Challenge –
Copy every line of the items below word for word, with nothing changed or left out.

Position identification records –
::::

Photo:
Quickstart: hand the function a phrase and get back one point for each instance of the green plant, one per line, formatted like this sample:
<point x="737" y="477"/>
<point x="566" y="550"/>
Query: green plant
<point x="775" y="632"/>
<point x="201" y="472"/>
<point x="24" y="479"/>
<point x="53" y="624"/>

::::

Solution to this problem –
Photo:
Quickstart: hand the function a phrase and get back one point for each instance of the green plant, one per line, formatted like this sample:
<point x="737" y="477"/>
<point x="566" y="550"/>
Query: green plant
<point x="775" y="632"/>
<point x="201" y="472"/>
<point x="24" y="479"/>
<point x="53" y="624"/>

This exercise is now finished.